Data -
┄┄┄┄┄┄┄┄┄┄

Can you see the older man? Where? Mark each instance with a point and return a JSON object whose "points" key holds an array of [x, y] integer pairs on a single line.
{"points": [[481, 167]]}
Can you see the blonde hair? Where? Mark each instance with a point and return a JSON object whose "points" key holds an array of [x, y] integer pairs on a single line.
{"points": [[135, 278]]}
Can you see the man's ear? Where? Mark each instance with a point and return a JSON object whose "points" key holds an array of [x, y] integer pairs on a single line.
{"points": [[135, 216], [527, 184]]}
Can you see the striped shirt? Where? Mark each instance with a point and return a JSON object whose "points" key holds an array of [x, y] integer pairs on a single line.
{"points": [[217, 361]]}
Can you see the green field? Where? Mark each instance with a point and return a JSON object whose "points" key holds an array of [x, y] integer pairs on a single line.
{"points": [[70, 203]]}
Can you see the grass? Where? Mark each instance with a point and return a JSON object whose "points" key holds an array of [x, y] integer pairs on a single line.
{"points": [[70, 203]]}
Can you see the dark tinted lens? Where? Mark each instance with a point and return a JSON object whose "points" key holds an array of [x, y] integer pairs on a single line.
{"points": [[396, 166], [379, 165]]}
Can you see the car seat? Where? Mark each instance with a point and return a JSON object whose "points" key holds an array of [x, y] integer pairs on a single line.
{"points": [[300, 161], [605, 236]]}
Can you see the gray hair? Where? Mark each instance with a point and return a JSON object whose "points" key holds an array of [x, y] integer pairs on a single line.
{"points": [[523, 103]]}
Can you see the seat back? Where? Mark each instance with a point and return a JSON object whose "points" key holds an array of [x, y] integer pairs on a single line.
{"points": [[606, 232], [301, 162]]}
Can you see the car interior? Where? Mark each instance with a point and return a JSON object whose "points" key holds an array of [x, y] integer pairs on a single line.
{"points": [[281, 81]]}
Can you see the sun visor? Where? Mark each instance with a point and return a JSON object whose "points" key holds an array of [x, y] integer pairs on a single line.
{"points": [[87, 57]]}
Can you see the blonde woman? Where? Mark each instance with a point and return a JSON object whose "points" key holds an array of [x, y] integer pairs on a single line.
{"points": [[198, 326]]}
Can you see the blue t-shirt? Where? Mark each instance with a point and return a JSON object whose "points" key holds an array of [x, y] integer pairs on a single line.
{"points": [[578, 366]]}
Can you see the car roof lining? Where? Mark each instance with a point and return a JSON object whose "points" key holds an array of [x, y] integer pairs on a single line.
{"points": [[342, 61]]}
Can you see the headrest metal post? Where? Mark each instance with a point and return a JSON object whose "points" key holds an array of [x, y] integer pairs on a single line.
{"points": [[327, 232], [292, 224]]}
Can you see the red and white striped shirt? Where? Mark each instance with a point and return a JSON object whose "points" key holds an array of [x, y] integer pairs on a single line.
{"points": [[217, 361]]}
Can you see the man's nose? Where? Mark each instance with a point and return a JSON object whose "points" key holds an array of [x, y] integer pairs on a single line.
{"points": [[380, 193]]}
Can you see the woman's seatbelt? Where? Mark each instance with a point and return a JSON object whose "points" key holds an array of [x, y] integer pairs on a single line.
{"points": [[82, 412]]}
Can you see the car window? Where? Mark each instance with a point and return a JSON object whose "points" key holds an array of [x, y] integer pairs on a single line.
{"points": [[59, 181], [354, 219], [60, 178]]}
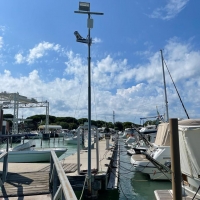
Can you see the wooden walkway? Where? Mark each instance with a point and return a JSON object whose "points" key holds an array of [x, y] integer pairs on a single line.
{"points": [[167, 195], [25, 184], [31, 180]]}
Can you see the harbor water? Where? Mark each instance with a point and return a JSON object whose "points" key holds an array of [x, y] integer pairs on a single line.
{"points": [[132, 184]]}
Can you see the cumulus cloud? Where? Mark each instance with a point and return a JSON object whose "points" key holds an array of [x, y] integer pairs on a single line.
{"points": [[37, 52], [172, 8], [130, 91], [96, 40], [1, 42]]}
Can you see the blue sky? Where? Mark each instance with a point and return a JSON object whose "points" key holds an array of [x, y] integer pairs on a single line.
{"points": [[40, 58]]}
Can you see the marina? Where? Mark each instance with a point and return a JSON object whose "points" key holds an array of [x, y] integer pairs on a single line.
{"points": [[131, 185]]}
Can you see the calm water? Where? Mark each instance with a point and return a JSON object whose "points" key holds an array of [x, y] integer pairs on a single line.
{"points": [[132, 185]]}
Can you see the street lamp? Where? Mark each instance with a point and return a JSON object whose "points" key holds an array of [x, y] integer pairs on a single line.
{"points": [[84, 8]]}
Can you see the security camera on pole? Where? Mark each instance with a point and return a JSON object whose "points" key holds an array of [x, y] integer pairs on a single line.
{"points": [[84, 8]]}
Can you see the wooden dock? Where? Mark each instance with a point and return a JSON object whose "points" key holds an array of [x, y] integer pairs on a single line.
{"points": [[168, 195], [29, 180]]}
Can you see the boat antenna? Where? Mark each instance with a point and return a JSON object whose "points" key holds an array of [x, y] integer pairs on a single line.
{"points": [[176, 90], [166, 102]]}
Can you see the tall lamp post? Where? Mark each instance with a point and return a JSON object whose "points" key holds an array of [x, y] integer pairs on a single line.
{"points": [[84, 8]]}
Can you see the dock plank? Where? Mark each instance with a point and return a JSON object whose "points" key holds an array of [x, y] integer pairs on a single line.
{"points": [[24, 184]]}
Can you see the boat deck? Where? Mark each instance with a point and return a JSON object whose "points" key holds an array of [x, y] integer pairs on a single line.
{"points": [[167, 195], [27, 179]]}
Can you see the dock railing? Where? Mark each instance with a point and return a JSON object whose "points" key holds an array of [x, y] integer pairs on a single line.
{"points": [[59, 183], [5, 167]]}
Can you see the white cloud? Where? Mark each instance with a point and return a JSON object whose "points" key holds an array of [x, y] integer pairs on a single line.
{"points": [[19, 58], [37, 52], [1, 42], [172, 8], [131, 91], [96, 40]]}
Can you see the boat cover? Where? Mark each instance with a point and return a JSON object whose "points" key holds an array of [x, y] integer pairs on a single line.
{"points": [[163, 135], [189, 137]]}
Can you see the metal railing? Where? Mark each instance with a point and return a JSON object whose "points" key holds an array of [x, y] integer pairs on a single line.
{"points": [[59, 184], [4, 156]]}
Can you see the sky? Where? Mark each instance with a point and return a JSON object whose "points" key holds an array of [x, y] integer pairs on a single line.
{"points": [[40, 58]]}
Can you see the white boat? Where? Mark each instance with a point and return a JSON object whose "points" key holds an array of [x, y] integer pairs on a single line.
{"points": [[33, 135], [73, 140], [128, 142], [26, 153], [127, 132], [160, 151], [148, 129], [189, 137]]}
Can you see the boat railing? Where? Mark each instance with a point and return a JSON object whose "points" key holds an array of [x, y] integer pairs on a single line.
{"points": [[59, 184], [4, 156]]}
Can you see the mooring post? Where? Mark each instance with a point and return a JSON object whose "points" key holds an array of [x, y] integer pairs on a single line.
{"points": [[175, 160]]}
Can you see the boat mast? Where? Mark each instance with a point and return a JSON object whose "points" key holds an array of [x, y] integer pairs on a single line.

┄┄┄┄┄┄┄┄┄┄

Task goal -
Pictures are excluded; copy all other data exactly as shown.

Result for this exercise -
Can you see the older man? Where? Mark each instance with a point and return a JSON object whose "points" key holds an array of [x, y] integer pairs on a single line.
{"points": [[481, 167]]}
Can you see the blonde hair? Where? Mark each instance with a point and return a JSON object whose "points" key holds an array of [x, y] integer pairs on a single line.
{"points": [[135, 278]]}
Can you see the man's ear? Where? Mark each instance with a point and return a JSON object whose "points" key holds an array of [x, y] integer pairs on a single line.
{"points": [[135, 216], [527, 184]]}
Can you see the striped shirt? Where? Mark each instance with a point and return a JSON object whose "points" key holds an array of [x, y] integer pairs on a single line.
{"points": [[217, 361]]}
Can you see the green field? Where? Mark each instance with a point and return a JSON object whose "points" key holds an array of [x, y] integer pairs on a single line.
{"points": [[70, 203]]}
Can you see the grass? Where? Mark each instance with a point and return a JSON object whose "points" key holds an array of [x, y] integer pairs on a single line.
{"points": [[70, 203]]}
Can you see the dark tinted lens? Where? Mark each instance with a point and return a JSON object whose "points" key holds an array of [x, y] integer pairs on a single line.
{"points": [[396, 166], [379, 165]]}
Can you see the car seat? Where? Mark each instance with a point and return a JSON object whose "points" key holds an array of [x, y] integer pairs on a single line.
{"points": [[300, 161], [605, 236]]}
Can you see the gray hair? Where? Mark each instance with a point and return a JSON object whose "points" key holds an array of [x, y] integer pairs on a single line.
{"points": [[523, 103]]}
Can you see the seat back? Where? Mark each instance with a point and return a JSON object whose "points" key holds an array of [x, y] integer pairs on a single line.
{"points": [[606, 232], [301, 162]]}
Can you see the car interior? Where? Mark each instance with a point and return a JSON object whose "points" key holds an array of [x, y] integer pairs on a single line.
{"points": [[281, 81]]}
Can you see the sun visor? Where? Mark each instance with a point and return a JSON object whose "points" key holds an array of [x, y] integer pairs on a single line.
{"points": [[87, 57]]}
Can you see the blonde woman? Where? Mark each instance with a point and return a JSON object whose "points" key holds an array of [x, y] integer pairs on a single line.
{"points": [[198, 326]]}
Can you see the blue t-shirt? Where? Mark each instance with a point and return a JSON object whose "points" key holds an array of [x, y] integer pairs on a single line.
{"points": [[578, 366]]}
Can you see the car roof lining? Where? Mark each instance with a point and return a JSON object whose "points" key holds an array of [x, y] integer pairs on a single line.
{"points": [[342, 61]]}
Can you see the headrest metal post? Where? Mark each instance with a point and return a JSON object whose "points" key holds an array of [x, y] integer pairs on a single line.
{"points": [[327, 232], [292, 224]]}
Can you see the red and white striped shirt? Where? Mark each instance with a point and return a JSON object whose "points" key holds an array of [x, y] integer pairs on a single line.
{"points": [[217, 361]]}
Can you see the man's nose? Where? Mark each instance with a point and return a JSON object whose "points" key holds an array of [x, y] integer pairs on a single line.
{"points": [[380, 193]]}
Can you see the woman's seatbelt? Where? Mark each instance with a point and return a JSON object whose "points" key holds an array of [x, y] integer pairs on a single line.
{"points": [[82, 412]]}
Can you see the car window? Where? Mark each instance with a point and return a JSON object whose "points" key holds an array of [x, y] integer pairs on a single line.
{"points": [[59, 181], [354, 219], [60, 178]]}
Can you see the wooden walkway? Where? Mark each instance with a point and return a JSON object whose "points" key holds an array of [x, y] integer pairs on a single line.
{"points": [[167, 195], [25, 184], [31, 180]]}
Can you see the harbor water? Where? Mark each instance with a point and return a JSON object whose "points" key holds an array of [x, y] integer pairs on a single line.
{"points": [[132, 184]]}
Can you see the cumulus cloud? Where? Mark each instance with a point and return a JSON object whose "points" key holds an array of [x, y] integer pairs on a single line.
{"points": [[37, 52], [172, 8], [130, 91], [96, 40], [1, 42]]}
Can you see the blue sky? Where? Mark each instance with a point and return a JSON object whose "points" key holds an array of [x, y] integer pairs on a single line.
{"points": [[40, 58]]}
Can you see the marina? Where? Mark each instance with a point and return a JSON object whose "points" key holds an array of [x, y] integer pairs on a single line.
{"points": [[131, 185]]}
Can you see the calm water? Where? Mark each instance with a point and return a JSON object whose "points" key holds an array of [x, y] integer pairs on a single line.
{"points": [[132, 185]]}
Can you see the street lamp? Where? Mark each instance with a point and return a JSON object whose "points" key holds an array of [x, y] integer pairs on a single line.
{"points": [[84, 8]]}
Can you see the security camera on pole? Where? Mark each instance with a point and return a JSON object whose "points" key holds an array of [x, y] integer pairs on a single line.
{"points": [[84, 8]]}
Can you see the wooden dock? Where? Mark each instance with a point and return a JSON object whose "points" key holds an array of [x, y] integer pairs on a single line.
{"points": [[168, 195], [29, 180]]}
Can you see the boat antenna? Where? Mark each instance with a point and return a JSON object whose "points" key holds an array of [x, y] integer pairs on a single line.
{"points": [[176, 90], [166, 102]]}
Can you see the tall lamp post? Where? Mark each instance with a point and return a JSON object whose "points" key holds an array of [x, y] integer pairs on a single line.
{"points": [[84, 8]]}
Can you see the dock plank? Where? Mark each instance with a point and return a JSON object whose "points" key holds an array of [x, y] integer pairs on a single line.
{"points": [[24, 184]]}
Can you see the boat deck? Where? Mark each instance with a point and return a JSON object whose "points" key holds an array of [x, y] integer pairs on a single line.
{"points": [[167, 195], [27, 179]]}
Can you see the dock railing? Where? Mark each instance with a point and return a JSON object whose "points" key holds an array of [x, y] integer pairs on a single line.
{"points": [[59, 183], [5, 167]]}
Can you see the white cloud? Where? Mark each instance with a point and return a JSON object whose "points" key holds an array of [x, y] integer pairs on a single line.
{"points": [[19, 58], [37, 52], [1, 42], [172, 8], [131, 91], [96, 40]]}
Can you see the boat cover? Where? Mark each instance with a point and return a JSON object whose "points" key holds an array of [x, y] integer pairs on a single line.
{"points": [[163, 135], [189, 137]]}
Can you see the metal railing? Where? Mark each instance with a point and return a JSON object whose "points" key holds an array of [x, y] integer pairs on a single line.
{"points": [[59, 184], [4, 156]]}
Can you see the sky? Where? Mark each instance with a point and return a JSON object whose "points" key holds an array of [x, y] integer pairs on a single line.
{"points": [[40, 58]]}
Can you see the white boat? Where? Mark each instance with a point and return a JSON object whose "points" key holds an array of [x, y] integer pairs on a single line.
{"points": [[33, 135], [73, 140], [128, 142], [26, 153], [127, 132], [160, 151], [148, 129], [189, 137]]}
Can you see the boat railing? Where? Mark each instance with a point and return a JSON object whose "points" key holds an array of [x, y] integer pairs on a single line.
{"points": [[59, 184], [4, 156]]}
Can you see the mooring post? Where? Mark each instance with a point and return a JSON object whose "points" key holds an array of [x, y] integer pairs on a single line.
{"points": [[175, 160]]}
Can you see the boat mast? Where? Mark each instance with a point and return a JSON object whose "points" key holds an array of [x, y] integer pairs on a single line.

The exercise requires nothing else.